Data listing:
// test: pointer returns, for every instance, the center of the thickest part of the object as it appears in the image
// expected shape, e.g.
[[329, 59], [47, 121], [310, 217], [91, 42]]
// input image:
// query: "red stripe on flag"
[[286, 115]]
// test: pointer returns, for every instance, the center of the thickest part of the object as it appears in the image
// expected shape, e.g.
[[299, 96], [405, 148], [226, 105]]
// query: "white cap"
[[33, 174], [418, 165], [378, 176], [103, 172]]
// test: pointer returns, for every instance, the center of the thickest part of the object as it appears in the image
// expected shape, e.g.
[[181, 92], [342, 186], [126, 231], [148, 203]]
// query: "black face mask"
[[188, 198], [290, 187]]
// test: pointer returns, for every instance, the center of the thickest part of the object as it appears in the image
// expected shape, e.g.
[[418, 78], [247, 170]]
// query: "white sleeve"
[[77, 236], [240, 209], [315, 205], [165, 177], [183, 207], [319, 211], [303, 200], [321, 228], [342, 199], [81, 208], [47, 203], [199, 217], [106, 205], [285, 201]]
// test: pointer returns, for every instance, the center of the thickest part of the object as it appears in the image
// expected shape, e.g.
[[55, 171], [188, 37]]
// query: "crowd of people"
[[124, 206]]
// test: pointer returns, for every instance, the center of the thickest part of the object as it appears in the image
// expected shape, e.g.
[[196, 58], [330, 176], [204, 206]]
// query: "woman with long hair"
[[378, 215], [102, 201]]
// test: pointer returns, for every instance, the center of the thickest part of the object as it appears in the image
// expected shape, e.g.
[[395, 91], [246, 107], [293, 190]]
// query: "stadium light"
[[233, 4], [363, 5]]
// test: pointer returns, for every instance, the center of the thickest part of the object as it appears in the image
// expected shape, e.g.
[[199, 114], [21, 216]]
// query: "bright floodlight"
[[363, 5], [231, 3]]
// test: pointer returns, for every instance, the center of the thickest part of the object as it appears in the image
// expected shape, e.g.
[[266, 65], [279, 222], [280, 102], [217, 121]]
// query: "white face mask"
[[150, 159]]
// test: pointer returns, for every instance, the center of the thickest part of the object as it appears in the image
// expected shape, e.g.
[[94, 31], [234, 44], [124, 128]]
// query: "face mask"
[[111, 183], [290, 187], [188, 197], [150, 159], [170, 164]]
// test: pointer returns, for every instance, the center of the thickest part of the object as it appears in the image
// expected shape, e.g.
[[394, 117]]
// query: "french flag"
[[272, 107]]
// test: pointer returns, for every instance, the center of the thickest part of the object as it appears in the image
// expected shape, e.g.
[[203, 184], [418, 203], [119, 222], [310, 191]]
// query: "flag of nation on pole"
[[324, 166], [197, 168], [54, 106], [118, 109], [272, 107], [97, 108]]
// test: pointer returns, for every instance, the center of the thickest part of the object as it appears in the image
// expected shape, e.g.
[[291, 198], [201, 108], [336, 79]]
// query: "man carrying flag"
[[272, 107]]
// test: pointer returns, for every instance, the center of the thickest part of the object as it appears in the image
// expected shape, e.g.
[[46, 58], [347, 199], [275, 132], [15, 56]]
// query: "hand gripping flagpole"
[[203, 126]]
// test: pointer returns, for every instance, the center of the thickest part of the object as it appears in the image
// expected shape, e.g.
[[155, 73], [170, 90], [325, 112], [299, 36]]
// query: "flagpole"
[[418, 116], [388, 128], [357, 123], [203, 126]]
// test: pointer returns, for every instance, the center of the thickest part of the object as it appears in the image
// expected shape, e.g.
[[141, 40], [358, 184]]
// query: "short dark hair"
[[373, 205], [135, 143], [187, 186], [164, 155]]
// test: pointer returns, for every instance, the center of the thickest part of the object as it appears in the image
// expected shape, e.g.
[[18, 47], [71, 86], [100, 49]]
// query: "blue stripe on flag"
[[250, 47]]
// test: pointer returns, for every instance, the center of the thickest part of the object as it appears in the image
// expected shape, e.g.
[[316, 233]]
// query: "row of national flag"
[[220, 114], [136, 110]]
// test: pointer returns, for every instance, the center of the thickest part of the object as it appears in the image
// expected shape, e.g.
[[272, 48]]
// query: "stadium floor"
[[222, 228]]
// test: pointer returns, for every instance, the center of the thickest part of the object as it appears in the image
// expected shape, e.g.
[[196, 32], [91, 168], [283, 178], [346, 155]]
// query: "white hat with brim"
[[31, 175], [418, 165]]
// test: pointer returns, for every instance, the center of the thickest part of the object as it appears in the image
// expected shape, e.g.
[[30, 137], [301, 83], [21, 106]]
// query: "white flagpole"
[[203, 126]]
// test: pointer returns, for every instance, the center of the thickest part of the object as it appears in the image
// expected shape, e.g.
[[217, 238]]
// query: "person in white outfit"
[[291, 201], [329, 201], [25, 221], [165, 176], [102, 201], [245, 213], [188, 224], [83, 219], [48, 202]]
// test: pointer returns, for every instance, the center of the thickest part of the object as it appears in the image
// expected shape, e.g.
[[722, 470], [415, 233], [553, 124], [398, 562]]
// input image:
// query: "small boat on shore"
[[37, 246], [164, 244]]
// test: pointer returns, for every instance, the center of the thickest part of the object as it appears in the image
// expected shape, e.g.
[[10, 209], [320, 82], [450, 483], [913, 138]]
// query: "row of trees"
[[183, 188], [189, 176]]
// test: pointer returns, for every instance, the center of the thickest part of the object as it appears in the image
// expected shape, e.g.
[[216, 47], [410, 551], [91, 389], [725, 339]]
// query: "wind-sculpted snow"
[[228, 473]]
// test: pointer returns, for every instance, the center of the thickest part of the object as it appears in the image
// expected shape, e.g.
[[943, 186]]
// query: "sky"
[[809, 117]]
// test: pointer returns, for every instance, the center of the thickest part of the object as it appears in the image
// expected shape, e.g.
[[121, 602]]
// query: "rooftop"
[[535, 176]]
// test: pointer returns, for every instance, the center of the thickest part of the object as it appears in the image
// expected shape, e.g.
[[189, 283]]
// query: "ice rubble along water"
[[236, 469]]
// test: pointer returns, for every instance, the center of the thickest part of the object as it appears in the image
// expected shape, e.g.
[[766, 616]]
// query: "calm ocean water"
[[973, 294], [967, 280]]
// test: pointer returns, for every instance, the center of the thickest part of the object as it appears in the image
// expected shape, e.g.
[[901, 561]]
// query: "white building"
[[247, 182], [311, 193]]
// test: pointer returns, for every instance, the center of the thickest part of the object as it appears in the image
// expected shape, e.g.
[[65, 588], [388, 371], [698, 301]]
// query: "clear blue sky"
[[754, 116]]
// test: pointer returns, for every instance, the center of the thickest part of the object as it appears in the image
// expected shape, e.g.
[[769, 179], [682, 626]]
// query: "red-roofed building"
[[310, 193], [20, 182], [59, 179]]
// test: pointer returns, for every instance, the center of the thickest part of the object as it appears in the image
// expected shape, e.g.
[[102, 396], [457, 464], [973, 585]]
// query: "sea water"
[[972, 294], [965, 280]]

- [Task to complete]
Please give every line of the records above as a Markdown table with two columns, Row and Line, numbering the rows in order and leaving out any blank lines.

- [Solution for this problem]
| Row | Line |
|---|---|
| 1 | // test: pointer returns, for every instance, the center of the thickest part of the object as it appears in the image |
| 2 | // expected shape, e.g. |
| 3 | [[329, 59], [47, 121], [310, 217], [91, 42]] |
| 4 | // input image: |
| 5 | // query: "red stripe on flag" |
| 6 | [[286, 115]] |
| 7 | // test: pointer returns, for every instance, the center of the thickest part of the object as it appears in the image |
| 8 | // expected shape, e.g. |
| 9 | [[299, 96], [405, 148], [226, 105]] |
| 10 | // query: "white cap" |
| 11 | [[33, 174], [418, 165], [378, 176], [103, 172]] |
| 12 | // test: pointer returns, for every instance, the center of the thickest part of the object as it appears in the image |
| 13 | // expected shape, e.g. |
| 14 | [[181, 92], [342, 186], [126, 231], [148, 203]] |
| 15 | // query: "black face mask" |
| 16 | [[188, 198], [290, 187]] |
| 17 | // test: pointer returns, for every instance, the center of the thickest part of the object as it appears in the image |
| 18 | // expected shape, e.g. |
| 19 | [[418, 78], [247, 170]] |
| 20 | // query: "white sleeve" |
| 21 | [[77, 236], [240, 209], [315, 205], [165, 177], [183, 207], [319, 211], [303, 200], [321, 228], [342, 199], [81, 208], [47, 203], [199, 217], [106, 205], [285, 201]] |
| 22 | // test: pointer returns, for every instance, the center of the thickest part of the object as it appears in the image |
| 23 | // expected shape, e.g. |
| 24 | [[55, 171], [188, 37]] |
| 25 | // query: "crowd of people" |
| 26 | [[124, 206]] |
| 27 | // test: pointer returns, for every instance, the center of the thickest part of the object as it appears in the image |
| 28 | // expected shape, e.g. |
| 29 | [[196, 58], [330, 176], [204, 206]] |
| 30 | // query: "woman with long hair" |
| 31 | [[378, 215], [102, 201]] |
| 32 | // test: pointer returns, for every instance, the center of the thickest part of the object as it appears in the image |
| 33 | // expected shape, e.g. |
| 34 | [[395, 91], [246, 107], [293, 190]] |
| 35 | // query: "stadium light" |
| 36 | [[233, 4], [363, 5]] |
| 37 | // test: pointer returns, for every instance, the center of the thickest part of the object as it appears in the image |
| 38 | // expected shape, e.g. |
| 39 | [[199, 114], [21, 216]] |
| 40 | // query: "bright floodlight" |
| 41 | [[363, 5], [231, 3]] |
| 42 | // test: pointer returns, for every instance, the center of the thickest part of the object as it appears in the image |
| 43 | // expected shape, e.g. |
| 44 | [[266, 65], [279, 222], [280, 102], [217, 121]] |
| 45 | // query: "white face mask" |
| 46 | [[150, 159]] |
| 47 | // test: pointer returns, for every instance, the center of the thickest part of the object as it appears in the image |
| 48 | // expected shape, e.g. |
| 49 | [[94, 31], [234, 44], [124, 128]] |
| 50 | // query: "face mask" |
| 51 | [[111, 183], [290, 187], [188, 197], [150, 159], [170, 164]] |
| 52 | // test: pointer returns, for every instance, the center of the thickest part of the object as it appears in the image |
| 53 | // expected shape, e.g. |
| 54 | [[394, 117]] |
| 55 | // query: "french flag" |
| 56 | [[272, 107]] |
| 57 | // test: pointer returns, for every instance, the center of the thickest part of the object as it appears in the image |
| 58 | // expected shape, e.g. |
| 59 | [[203, 184], [418, 203], [119, 222], [310, 191]] |
| 60 | // query: "flag of nation on pole" |
| 61 | [[324, 166], [197, 168], [54, 106], [118, 109], [272, 107], [97, 108]] |
| 62 | // test: pointer returns, for every instance, the center of the thickest part of the object as it appears in the image |
| 63 | // expected shape, e.g. |
| 64 | [[291, 198], [201, 108], [336, 79]] |
| 65 | // query: "man carrying flag" |
| 66 | [[272, 107]] |
| 67 | // test: pointer returns, for every instance, the center of the thickest part of the object as it appears in the image |
| 68 | // expected shape, e.g. |
| 69 | [[46, 58], [347, 199], [275, 132], [15, 56]] |
| 70 | // query: "hand gripping flagpole" |
| 71 | [[203, 126]] |
| 72 | // test: pointer returns, for every instance, the center of the thickest part of the object as it appears in the image |
| 73 | // expected shape, e.g. |
| 74 | [[155, 73], [170, 90], [325, 112], [299, 36]] |
| 75 | // query: "flagpole" |
| 76 | [[418, 116], [388, 128], [357, 123], [203, 126]] |
| 77 | // test: pointer returns, for every instance, the center of the thickest part of the object as it appears in the image |
| 78 | // expected shape, e.g. |
| 79 | [[141, 40], [358, 184]] |
| 80 | // query: "short dark hair" |
| 81 | [[373, 205], [135, 143], [187, 186], [164, 155]] |
| 82 | // test: pointer returns, for every instance, the center of the thickest part of the object as it appears in the image |
| 83 | // expected shape, e.g. |
| 84 | [[18, 47], [71, 86], [100, 49]] |
| 85 | // query: "blue stripe on flag" |
| 86 | [[250, 47]] |
| 87 | // test: pointer returns, for every instance, the center of the thickest part of the object as it appears in the image |
| 88 | // expected shape, e.g. |
| 89 | [[316, 233]] |
| 90 | // query: "row of national flag" |
| 91 | [[220, 114], [136, 110]] |
| 92 | // test: pointer returns, for every instance, the center of the thickest part of the object as it appears in the image |
| 93 | // expected shape, e.g. |
| 94 | [[272, 48]] |
| 95 | // query: "stadium floor" |
| 96 | [[222, 228]] |
| 97 | // test: pointer returns, for every instance, the center of the thickest part of the object as it appears in the image |
| 98 | // expected shape, e.g. |
| 99 | [[196, 32], [91, 168], [283, 178], [346, 155]] |
| 100 | // query: "white hat with brim" |
| 101 | [[31, 175], [418, 165]] |
| 102 | // test: pointer returns, for every instance, the center of the thickest part of the object as it appears in the image |
| 103 | // expected shape, e.g. |
| 104 | [[30, 137], [301, 83], [21, 106]] |
| 105 | // query: "white flagpole" |
| 106 | [[203, 126]] |
| 107 | // test: pointer returns, for every instance, the center of the thickest part of the object as it appears in the image |
| 108 | // expected shape, e.g. |
| 109 | [[217, 238]] |
| 110 | // query: "person in white outfit" |
| 111 | [[291, 201], [329, 201], [25, 221], [165, 176], [102, 201], [245, 213], [188, 224], [83, 219], [48, 202]] |
| 112 | // test: pointer returns, for every instance, the center of the thickest part of the object as it appears in the image |
| 113 | // expected shape, e.g. |
| 114 | [[722, 470], [415, 233], [553, 124], [398, 562]] |
| 115 | // input image: |
| 116 | // query: "small boat on shore" |
| 117 | [[37, 246], [164, 244]] |
| 118 | // test: pointer returns, for every instance, the center of the thickest part of the object as it appears in the image |
| 119 | // expected shape, e.g. |
| 120 | [[10, 209], [320, 82], [450, 483], [913, 138]] |
| 121 | // query: "row of trees" |
| 122 | [[183, 188], [189, 176]] |
| 123 | // test: pointer returns, for every instance, the center of the thickest part of the object as it appears in the image |
| 124 | // expected shape, e.g. |
| 125 | [[216, 47], [410, 551], [91, 389], [725, 339]] |
| 126 | // query: "wind-sculpted snow" |
| 127 | [[228, 473]] |
| 128 | // test: pointer returns, for every instance, the center of the thickest part of the object as it appears in the image |
| 129 | // expected shape, e.g. |
| 130 | [[943, 186]] |
| 131 | // query: "sky" |
| 132 | [[809, 117]] |
| 133 | // test: pointer returns, for every instance, the center of the thickest part of the object as it appears in the image |
| 134 | // expected shape, e.g. |
| 135 | [[121, 602]] |
| 136 | // query: "rooftop" |
| 137 | [[535, 176]] |
| 138 | // test: pointer returns, for every instance, the center of the thickest part of the object as it appears in the image |
| 139 | // expected shape, e.g. |
| 140 | [[189, 283]] |
| 141 | // query: "ice rubble along water" |
| 142 | [[236, 469]] |
| 143 | // test: pointer returns, for every instance, the center of the thickest part of the object as it appears in the image |
| 144 | // expected shape, e.g. |
| 145 | [[766, 616]] |
| 146 | // query: "calm ocean water" |
| 147 | [[973, 294], [967, 280]] |
| 148 | // test: pointer returns, for every instance, the center of the thickest part of the object as it appears in the image |
| 149 | // expected shape, e.g. |
| 150 | [[901, 561]] |
| 151 | // query: "white building" |
| 152 | [[247, 182], [311, 193]] |
| 153 | // test: pointer returns, for every instance, the center of the thickest part of the object as it appears in the image |
| 154 | // expected shape, e.g. |
| 155 | [[65, 588], [388, 371], [698, 301]] |
| 156 | // query: "clear blue sky" |
| 157 | [[754, 116]] |
| 158 | // test: pointer returns, for every instance, the center of the thickest part of the object as it appears in the image |
| 159 | // expected shape, e.g. |
| 160 | [[769, 179], [682, 626]] |
| 161 | // query: "red-roofed building" |
| 162 | [[310, 193], [20, 182], [59, 179]] |
| 163 | // test: pointer returns, for every instance, the center of the thickest part of the object as it appears in the image |
| 164 | // expected shape, e.g. |
| 165 | [[102, 396], [457, 464], [973, 585]] |
| 166 | // query: "sea water" |
| 167 | [[972, 294], [965, 280]] |